##### GIVEN RECORDS

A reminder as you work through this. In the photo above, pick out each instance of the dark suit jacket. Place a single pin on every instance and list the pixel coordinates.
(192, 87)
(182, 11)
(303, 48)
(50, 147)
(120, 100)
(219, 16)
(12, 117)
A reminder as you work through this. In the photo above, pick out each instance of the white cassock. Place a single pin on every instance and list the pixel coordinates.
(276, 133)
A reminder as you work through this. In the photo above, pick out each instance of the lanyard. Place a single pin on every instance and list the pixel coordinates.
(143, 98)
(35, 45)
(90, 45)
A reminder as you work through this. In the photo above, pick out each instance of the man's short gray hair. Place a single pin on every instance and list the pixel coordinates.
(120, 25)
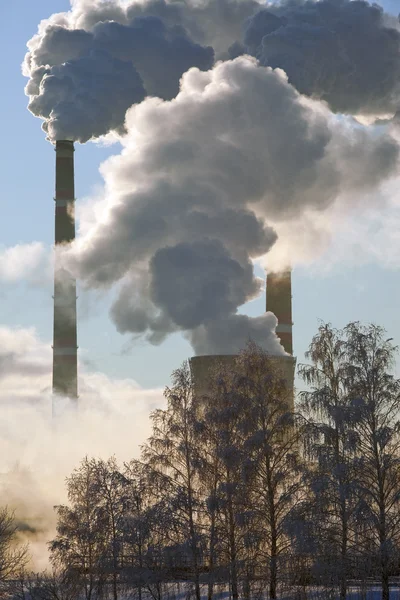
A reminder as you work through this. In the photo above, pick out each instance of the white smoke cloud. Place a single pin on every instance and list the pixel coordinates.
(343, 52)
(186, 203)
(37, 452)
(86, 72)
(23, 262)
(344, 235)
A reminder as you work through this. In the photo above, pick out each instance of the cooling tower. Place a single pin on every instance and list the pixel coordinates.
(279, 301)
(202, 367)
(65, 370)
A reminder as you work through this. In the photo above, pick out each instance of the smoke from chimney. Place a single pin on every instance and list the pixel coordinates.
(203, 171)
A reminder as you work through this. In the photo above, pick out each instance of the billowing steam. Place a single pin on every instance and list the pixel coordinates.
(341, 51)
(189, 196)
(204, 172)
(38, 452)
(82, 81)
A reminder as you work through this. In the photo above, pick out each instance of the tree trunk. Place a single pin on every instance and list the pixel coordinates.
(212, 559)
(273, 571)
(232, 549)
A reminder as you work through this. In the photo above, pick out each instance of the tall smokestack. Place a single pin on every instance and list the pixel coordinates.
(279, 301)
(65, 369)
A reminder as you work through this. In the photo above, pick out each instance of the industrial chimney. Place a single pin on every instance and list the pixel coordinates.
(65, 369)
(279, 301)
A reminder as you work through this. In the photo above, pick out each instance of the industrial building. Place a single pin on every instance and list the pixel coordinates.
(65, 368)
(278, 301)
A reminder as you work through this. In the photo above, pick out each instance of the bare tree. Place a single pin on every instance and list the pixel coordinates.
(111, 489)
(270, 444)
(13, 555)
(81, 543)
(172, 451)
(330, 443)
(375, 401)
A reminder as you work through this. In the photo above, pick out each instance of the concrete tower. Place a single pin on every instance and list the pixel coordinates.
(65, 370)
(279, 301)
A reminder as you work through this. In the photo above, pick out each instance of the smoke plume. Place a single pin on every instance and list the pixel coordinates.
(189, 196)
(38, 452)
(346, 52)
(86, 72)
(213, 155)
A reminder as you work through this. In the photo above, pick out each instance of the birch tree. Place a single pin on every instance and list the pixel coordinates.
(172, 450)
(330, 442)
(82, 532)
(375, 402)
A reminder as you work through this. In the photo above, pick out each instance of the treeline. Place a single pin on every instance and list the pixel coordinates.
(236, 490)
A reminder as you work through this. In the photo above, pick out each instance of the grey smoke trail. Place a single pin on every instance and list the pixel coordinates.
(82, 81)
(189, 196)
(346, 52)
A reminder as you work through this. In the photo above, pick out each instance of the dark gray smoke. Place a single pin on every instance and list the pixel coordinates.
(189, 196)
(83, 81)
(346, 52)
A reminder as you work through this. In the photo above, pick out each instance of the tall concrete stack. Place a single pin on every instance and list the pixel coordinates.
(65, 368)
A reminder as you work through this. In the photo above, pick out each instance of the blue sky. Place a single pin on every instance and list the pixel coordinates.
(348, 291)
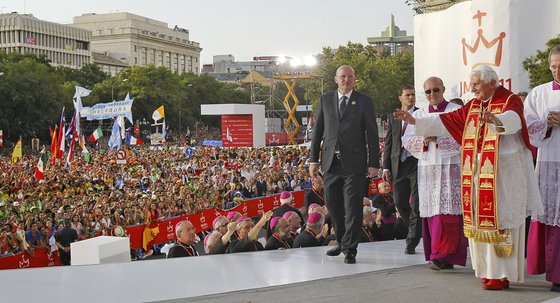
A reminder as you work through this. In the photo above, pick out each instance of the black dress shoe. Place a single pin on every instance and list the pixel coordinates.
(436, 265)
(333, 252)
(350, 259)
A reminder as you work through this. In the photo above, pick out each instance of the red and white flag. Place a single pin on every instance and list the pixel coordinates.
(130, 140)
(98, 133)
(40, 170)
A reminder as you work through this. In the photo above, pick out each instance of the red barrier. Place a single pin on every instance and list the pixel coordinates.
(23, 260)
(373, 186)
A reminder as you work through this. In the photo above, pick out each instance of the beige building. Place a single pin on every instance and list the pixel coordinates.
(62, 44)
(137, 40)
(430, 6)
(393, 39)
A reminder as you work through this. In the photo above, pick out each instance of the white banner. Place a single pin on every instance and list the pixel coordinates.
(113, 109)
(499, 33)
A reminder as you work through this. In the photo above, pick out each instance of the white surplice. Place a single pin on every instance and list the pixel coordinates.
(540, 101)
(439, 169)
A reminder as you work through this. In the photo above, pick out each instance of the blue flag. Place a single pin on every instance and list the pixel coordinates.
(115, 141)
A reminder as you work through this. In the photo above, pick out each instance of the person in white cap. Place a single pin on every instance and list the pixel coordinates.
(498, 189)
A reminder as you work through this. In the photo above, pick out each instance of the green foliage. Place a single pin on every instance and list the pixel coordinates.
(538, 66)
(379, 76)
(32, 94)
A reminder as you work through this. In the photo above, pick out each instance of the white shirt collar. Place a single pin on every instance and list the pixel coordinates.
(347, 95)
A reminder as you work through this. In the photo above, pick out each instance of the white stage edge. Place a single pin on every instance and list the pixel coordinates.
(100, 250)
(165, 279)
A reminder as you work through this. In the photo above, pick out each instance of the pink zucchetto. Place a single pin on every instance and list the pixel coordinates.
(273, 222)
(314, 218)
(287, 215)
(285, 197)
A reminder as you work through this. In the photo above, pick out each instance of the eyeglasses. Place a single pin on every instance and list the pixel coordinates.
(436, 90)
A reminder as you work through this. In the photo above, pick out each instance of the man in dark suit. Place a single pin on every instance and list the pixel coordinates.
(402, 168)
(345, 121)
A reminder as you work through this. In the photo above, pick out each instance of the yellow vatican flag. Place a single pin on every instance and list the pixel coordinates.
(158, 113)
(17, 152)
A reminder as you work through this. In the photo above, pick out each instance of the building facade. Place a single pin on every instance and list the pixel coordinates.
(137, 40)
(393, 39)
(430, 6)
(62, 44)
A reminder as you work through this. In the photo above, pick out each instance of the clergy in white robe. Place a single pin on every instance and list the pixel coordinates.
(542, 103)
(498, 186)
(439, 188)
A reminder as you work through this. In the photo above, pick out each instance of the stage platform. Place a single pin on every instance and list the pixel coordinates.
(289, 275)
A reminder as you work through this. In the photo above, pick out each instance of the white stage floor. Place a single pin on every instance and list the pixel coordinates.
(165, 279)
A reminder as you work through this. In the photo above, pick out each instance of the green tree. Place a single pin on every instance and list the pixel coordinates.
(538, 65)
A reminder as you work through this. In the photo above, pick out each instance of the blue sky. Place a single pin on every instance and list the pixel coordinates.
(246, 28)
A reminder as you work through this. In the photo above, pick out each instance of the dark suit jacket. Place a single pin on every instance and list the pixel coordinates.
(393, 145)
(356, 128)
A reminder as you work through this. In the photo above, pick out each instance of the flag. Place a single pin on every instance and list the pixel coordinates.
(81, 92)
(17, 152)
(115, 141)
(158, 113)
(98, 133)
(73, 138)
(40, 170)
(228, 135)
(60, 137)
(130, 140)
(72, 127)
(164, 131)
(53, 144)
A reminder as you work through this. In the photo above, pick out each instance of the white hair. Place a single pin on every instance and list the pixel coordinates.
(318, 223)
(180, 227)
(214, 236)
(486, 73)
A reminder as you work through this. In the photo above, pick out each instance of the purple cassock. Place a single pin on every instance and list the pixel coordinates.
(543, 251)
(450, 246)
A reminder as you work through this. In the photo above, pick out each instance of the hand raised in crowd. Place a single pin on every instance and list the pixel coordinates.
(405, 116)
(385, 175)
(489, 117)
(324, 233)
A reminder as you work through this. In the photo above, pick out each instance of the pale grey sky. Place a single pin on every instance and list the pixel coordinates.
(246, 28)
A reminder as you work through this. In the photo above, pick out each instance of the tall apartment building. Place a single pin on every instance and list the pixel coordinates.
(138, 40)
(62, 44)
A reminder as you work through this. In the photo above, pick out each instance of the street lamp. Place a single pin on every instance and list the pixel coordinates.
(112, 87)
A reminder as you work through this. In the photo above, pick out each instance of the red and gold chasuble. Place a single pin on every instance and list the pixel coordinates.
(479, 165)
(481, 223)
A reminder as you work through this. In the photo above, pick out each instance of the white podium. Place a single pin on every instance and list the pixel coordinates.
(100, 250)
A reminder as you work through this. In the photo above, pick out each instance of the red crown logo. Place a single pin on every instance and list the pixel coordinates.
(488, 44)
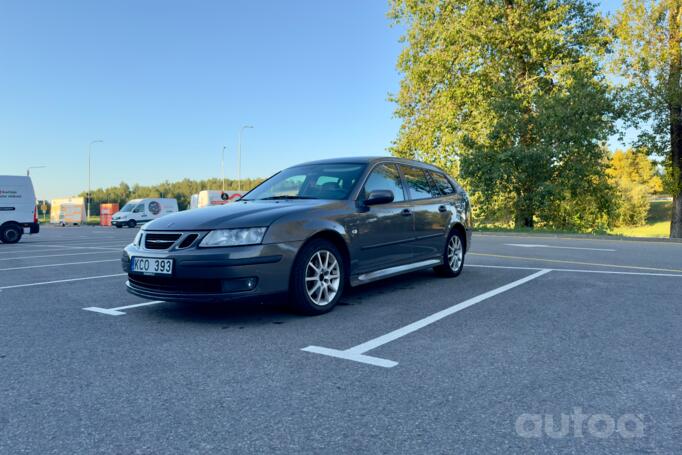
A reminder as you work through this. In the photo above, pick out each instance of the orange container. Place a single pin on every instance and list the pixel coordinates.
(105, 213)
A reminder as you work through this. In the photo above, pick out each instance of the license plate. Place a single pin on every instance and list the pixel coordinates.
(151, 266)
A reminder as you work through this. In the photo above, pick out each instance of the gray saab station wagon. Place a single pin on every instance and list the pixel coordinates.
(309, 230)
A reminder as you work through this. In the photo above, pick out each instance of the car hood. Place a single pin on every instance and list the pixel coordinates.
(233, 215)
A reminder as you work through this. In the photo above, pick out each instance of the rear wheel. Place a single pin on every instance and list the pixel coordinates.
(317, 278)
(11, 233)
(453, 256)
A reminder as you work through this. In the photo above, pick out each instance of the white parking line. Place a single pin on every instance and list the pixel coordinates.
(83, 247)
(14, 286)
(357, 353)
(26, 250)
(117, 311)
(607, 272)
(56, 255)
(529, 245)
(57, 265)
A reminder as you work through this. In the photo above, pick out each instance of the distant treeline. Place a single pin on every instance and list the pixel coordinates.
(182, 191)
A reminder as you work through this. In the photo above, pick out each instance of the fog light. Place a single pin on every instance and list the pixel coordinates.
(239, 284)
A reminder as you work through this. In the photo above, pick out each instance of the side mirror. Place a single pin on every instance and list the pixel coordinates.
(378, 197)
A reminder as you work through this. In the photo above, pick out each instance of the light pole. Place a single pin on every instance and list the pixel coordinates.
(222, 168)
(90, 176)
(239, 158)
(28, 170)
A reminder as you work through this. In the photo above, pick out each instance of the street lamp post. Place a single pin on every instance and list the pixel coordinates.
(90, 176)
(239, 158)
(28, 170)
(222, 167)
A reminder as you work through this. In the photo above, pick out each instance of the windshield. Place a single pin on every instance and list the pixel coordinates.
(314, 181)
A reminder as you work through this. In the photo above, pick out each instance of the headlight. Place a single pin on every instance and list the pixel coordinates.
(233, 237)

##########

**THE REQUEST**
Repeat only the stretch of lines that begins at the line containing "the fog light." and ends at the last line above, both included.

**SOLUTION**
A reminder as you work through this. In the photo above, pick out each instance of the fog light. Place a single pin on every instance and list the pixel coordinates.
(239, 284)
A reminder as you work through this. In the photo above, pick out each instance of the side mirror. Place a single pin on every instance and list the pixel coordinates.
(378, 197)
A reminder as you work through this. In the photo above, pick out each instance of the light pole. Place a single pin on every instance and list the pixel coordinates.
(222, 168)
(90, 176)
(239, 158)
(28, 170)
A reminder as you work through this. In the photo above, pick out each instance of the street lamp post. Place a single pin on every instance and list the pixel coordinates.
(90, 176)
(239, 158)
(28, 170)
(222, 167)
A reminder as you work through this. In the photo above, pick out each instance of the windshield. Place a single pin on every instance and list the pixel coordinates.
(314, 181)
A reminder as you work through this. In the photo above, pick out each instance of the headlight. Place a single pin on every instance and list the pixel coordinates.
(233, 237)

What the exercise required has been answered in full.